#### Excerpted records

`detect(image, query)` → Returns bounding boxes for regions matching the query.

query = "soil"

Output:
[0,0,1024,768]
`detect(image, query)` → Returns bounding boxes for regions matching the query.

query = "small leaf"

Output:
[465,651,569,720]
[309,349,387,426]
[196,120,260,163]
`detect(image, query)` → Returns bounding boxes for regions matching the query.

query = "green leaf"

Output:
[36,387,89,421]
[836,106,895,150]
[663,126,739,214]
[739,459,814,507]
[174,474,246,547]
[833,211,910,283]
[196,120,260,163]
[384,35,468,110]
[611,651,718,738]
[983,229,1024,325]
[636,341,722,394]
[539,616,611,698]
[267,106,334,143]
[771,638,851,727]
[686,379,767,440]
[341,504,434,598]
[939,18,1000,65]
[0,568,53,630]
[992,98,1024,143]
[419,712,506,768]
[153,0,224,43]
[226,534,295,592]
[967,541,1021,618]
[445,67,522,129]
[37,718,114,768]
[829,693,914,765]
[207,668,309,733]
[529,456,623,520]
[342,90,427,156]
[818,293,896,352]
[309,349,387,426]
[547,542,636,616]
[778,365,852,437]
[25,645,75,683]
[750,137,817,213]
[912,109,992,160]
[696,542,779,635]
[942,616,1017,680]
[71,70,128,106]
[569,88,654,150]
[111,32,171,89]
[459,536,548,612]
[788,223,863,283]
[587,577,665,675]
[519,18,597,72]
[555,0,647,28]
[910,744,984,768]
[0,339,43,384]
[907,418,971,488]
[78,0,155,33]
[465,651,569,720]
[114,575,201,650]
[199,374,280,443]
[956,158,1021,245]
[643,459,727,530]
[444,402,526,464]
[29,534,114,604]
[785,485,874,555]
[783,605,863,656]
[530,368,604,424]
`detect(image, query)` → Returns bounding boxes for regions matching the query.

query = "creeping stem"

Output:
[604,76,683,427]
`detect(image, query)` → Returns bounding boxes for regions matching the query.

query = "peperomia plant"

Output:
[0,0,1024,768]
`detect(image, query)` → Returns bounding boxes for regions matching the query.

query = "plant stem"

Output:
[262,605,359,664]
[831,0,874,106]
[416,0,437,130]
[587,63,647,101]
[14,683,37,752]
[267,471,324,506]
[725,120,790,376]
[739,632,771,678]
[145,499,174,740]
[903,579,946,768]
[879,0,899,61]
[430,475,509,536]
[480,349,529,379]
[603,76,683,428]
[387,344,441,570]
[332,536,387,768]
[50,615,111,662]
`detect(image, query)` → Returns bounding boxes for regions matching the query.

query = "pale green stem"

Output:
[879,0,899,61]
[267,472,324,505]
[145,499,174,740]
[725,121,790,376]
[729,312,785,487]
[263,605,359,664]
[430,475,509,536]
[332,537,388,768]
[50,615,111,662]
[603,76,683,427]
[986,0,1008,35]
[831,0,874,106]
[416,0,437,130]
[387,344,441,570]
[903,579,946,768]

########

Locate each line in the data that contains the word "stem" and copy those lines.

## Response to the task:
query = "creeping stem"
query = "plant stem"
query = "pale green stem"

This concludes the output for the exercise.